[Start of GIVEN PASSAGE]

Archive for game

¨Vi iz dus meydele?¨ Performed by Lifshe Schaechter Widman

Posted in Main Collection with tags , , , , , , , , , , , , , , , , , , , , , , , , on March 21, 2023 by yiddishsong

Vi iz dus meydele? / Where Is The Girl?
A Yiddish children’s game song from Bukovina. Sung by Lifshe Schaechter-Widman [LSW], recorded by Leybl Kahn, NYC 1954.

A group of children play a game with their hands in front of a wood structure.

Image: YIVO Institute

Leybl Kahn (spoken): Vi heyst dos lid?

LSW(spoken) A kindershpil. Kinder hobn zikh arimgenemen in a rud. In m’ot eynem tsigebin’en di oygn; geveyntlekh a yingele hot men tsigebinen di oygn in er fleygt arimgeyn in zingen.

LSW: A children’s game. Children held each other in a circle and they blindfolded someone; usually a boy was blindfolded. And he went around singing this: 

LSW sings: 

Vi iz dus meydele vus ikh hob zi gevolt. 
Ikh vel ir geybn a shisele mit gold.

[End of GIVEN PASSAGE]

**GIVEN REQUEST:** According to the Yiddish song page, who recorded Lifshe Schaechter-Widman singing this song, and where and when?

[Start of EXTRACTED MATERIAL]

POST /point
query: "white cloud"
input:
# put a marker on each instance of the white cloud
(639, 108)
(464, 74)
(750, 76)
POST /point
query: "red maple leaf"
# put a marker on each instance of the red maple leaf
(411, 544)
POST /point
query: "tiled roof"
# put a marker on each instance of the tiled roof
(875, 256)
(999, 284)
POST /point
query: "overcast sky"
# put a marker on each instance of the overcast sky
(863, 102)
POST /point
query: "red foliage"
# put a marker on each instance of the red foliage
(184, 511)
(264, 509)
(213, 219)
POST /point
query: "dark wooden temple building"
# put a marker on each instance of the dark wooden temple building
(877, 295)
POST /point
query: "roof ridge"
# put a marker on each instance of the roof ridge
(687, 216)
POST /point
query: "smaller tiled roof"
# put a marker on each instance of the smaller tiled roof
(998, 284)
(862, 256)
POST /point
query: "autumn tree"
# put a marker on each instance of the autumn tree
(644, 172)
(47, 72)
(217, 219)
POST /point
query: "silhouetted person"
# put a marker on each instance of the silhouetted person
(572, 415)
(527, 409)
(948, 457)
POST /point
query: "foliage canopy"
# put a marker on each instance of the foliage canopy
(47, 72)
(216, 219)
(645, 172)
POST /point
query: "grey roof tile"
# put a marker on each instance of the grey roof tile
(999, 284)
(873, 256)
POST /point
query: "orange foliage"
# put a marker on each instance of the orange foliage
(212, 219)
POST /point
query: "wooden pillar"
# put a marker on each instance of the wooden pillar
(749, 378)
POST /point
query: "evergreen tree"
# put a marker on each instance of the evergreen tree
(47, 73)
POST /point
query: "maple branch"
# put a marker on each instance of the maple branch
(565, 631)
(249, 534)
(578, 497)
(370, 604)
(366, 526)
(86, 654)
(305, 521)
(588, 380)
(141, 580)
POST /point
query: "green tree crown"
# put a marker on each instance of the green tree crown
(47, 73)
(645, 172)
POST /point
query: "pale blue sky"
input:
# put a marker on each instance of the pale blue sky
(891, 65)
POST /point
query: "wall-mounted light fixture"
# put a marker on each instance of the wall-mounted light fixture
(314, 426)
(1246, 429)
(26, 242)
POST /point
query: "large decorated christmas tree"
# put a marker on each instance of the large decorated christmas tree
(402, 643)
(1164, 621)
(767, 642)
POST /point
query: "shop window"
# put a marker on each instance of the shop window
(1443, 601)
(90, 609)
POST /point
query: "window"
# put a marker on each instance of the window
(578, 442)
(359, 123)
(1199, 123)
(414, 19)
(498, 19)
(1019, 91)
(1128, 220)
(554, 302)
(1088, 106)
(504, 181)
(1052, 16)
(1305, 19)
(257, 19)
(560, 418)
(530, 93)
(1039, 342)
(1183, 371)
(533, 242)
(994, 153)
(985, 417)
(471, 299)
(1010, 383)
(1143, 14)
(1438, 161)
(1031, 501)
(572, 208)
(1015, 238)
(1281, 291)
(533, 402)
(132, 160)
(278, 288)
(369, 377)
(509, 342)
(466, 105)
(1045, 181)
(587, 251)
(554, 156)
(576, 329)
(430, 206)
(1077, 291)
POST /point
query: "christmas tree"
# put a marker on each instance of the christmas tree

[End of EXTRACTED MATERIAL]

**RIGHT ANSWER:** Leybl Kahn recorded it in NYC in 1954.